WRITTEN REQUEST » Copy the material below word for word, keeping every line in its original order. Leave the pictures out of your copy.

--

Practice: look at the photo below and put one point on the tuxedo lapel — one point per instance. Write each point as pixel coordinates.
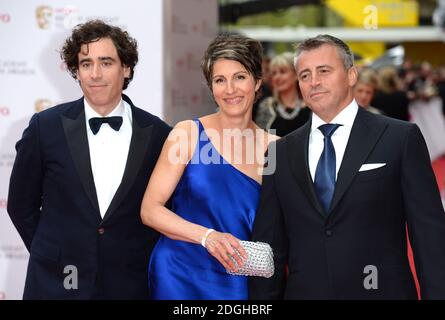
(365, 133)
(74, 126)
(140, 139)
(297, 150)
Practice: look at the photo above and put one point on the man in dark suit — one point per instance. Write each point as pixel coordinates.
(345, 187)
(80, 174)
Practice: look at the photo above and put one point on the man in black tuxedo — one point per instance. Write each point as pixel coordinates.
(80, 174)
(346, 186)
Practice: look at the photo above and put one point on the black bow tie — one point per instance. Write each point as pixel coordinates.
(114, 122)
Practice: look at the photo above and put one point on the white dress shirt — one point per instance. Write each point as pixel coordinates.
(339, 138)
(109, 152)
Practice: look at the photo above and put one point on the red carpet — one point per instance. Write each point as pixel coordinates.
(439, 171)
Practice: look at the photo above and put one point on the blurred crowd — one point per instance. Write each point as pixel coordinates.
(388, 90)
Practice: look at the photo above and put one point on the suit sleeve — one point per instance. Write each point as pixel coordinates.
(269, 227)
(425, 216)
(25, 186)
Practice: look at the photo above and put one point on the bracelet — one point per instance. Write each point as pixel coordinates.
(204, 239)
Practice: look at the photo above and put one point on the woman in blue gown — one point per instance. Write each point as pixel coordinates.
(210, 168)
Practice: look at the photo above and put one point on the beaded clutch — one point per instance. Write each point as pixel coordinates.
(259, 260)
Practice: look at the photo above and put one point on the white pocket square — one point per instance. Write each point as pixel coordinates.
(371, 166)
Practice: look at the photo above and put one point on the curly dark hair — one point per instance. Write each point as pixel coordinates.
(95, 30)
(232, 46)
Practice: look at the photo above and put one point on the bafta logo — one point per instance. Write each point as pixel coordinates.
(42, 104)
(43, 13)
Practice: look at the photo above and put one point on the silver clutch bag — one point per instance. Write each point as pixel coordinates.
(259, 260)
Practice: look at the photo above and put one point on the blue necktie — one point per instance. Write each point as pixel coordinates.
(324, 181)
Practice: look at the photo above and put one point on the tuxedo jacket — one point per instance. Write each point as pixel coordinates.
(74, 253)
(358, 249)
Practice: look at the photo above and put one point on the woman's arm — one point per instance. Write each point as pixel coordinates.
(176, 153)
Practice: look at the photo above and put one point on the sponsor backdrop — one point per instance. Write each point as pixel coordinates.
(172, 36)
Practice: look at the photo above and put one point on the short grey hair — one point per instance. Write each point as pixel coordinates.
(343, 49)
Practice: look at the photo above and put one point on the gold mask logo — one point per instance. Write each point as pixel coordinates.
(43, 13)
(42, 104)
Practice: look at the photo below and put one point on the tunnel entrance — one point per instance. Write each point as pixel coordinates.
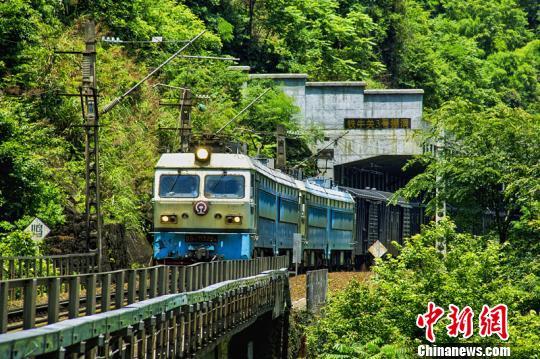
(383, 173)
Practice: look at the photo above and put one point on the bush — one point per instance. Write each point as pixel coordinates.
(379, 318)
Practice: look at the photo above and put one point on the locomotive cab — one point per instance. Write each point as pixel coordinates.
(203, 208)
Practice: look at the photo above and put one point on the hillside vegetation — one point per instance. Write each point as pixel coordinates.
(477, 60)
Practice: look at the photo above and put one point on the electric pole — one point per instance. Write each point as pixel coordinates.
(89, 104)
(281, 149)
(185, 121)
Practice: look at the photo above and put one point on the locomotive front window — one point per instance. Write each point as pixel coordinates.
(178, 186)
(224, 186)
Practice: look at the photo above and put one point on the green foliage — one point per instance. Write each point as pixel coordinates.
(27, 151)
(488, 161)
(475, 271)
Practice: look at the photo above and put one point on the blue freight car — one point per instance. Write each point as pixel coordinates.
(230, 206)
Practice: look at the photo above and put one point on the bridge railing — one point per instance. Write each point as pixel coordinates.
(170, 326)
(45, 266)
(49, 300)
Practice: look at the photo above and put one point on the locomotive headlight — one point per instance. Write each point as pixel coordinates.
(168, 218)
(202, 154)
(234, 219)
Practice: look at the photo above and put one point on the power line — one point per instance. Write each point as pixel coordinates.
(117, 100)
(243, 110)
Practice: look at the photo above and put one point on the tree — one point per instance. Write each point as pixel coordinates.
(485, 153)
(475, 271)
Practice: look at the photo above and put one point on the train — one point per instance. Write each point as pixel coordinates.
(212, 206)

--

RESULT OF THIS EXERCISE »
Practice: look at the photo below and put one point on the tuxedo lapel — one point per instance. Write each point as pixel coordinates.
(365, 133)
(74, 126)
(140, 139)
(297, 150)
Practice: look at the photo above and put one point on the man in dark suit — one point per instance. Write each point as pixel coordinates.
(345, 187)
(80, 174)
Practice: look at the photo above and put one point on the man in black tuxedo — one point per instance. Write each point as pixel coordinates.
(80, 174)
(346, 186)
Practice: look at the photo above and put one point on the black bow tie — one point per instance. Write each point as pixel coordinates.
(114, 122)
Practice: look at the photo above and put one point on the white dress shirt — one point per instance. Write each point as pixel coordinates.
(339, 138)
(109, 152)
Practice: look at the photo above and put one point on the red carpet — one point per instance. Write each point as pixel coordinates.
(439, 171)
Practice: look at the photo above and put one point on the blurred crowd — one point per instance. Write each point as pixel coordinates.
(388, 90)
Practice: look at the photo above and put one point on the suit sleeve — one point per instance. Write each point as pixel coordinates.
(269, 227)
(425, 216)
(25, 186)
Practice: look at the photo above and put one point on the bracelet — one point per instance. Write each point as pixel coordinates.
(204, 239)
Practice: look at the photo above and put one point on the woman in blue gown — one point per instance. Write each point as pixel coordinates.
(210, 168)
Practice: look at the photo above and put one point on the beaded clutch — one point per instance. Write each point as pixel coordinates.
(259, 260)
Practice: look at the photo above and put one point on the white pocket square — one point per instance. Write each point as pixel coordinates.
(371, 166)
Practice: look at the photo above and put one point on the curly dark hair — one point per instance. Write each point as pixel coordinates.
(95, 30)
(232, 46)
Practice: look at the photo above and put one point on the bafta logo — one point per instance. Write each point as pixel coordinates.
(42, 104)
(43, 13)
Practice: look at the photo above and put one point on the silver clutch bag — one point per instance. Write each point as pixel coordinates.
(259, 260)
Practice: look at the photo above and put one point on the blue necktie — one point per instance. Write each point as pixel coordinates.
(324, 181)
Practice: look at the photo above and put one point on the tuxedo jacket — one point per instance. Write each point as pixel coordinates.
(74, 253)
(358, 249)
Practice: look at the photo above and put one point on the woman's arm — one point per instance. Write each point as pixel coordinates.
(176, 153)
Practice: look at the photo above and put one point on the sponsor backdrop — one point per instance. Write each point as pixel coordinates.
(172, 36)
Practice: look at the photo above and put one point on the short grey hair — one point per instance. Write each point as pixel coordinates.
(343, 49)
Practice: look at the photo above and put one point on the gold mask logo — one point per instance. Write each point as pixel coordinates.
(43, 13)
(42, 104)
Practice: look at the photo below and put one point on the tunnel entrance — one point per instance. Write each point as pixel coordinates.
(383, 173)
Practice: look at the photo above and put one point on the bush — one point per instance. Write each point as pixel coordinates.
(379, 318)
Practice: look at the photo above and put one point on the locomotive cab — one point per instance. Write each point as pixel coordinates.
(203, 208)
Practice: look at the photo above and put one point on the hillside vegetation — one point per instance. Write each point as pixel coordinates.
(477, 60)
Practice: look at the photo above and put one point on the electric pole — one point per instance. Write each point as pixel coordinates.
(89, 104)
(281, 149)
(185, 121)
Practice: look at the photo above and put one point on the locomotive front window — one point per instance. Write each point as pixel coordinates.
(178, 186)
(224, 186)
Practice: look at the photo above and put one point on the green foliage — one point per instance. Write each point as pixel coordinates.
(27, 151)
(488, 161)
(475, 271)
Practice: look at the photo above and put one point on the blue freight car — one point per instance. Write each point as pixel coordinates.
(230, 206)
Practice: look at the photo above and put one point on the bridge railing — one point per instance. Write each point as pixel coordinates.
(170, 326)
(45, 266)
(49, 300)
Practice: look at the photo above and put one point on the locomotive headlight — one point per instance. Write each point as pixel coordinates.
(168, 218)
(202, 154)
(234, 219)
Practice: look at the photo above and put one point on the power line — one point per instance. Write each point as pixel coordinates.
(117, 100)
(243, 110)
Practice: look at the photo above and put one point on the tree — one point per instance. Write each point as pixel coordinates.
(485, 153)
(475, 271)
Practice: look at the photo above and put one point on the train — one point per instance. Write each point as pixel coordinates.
(212, 206)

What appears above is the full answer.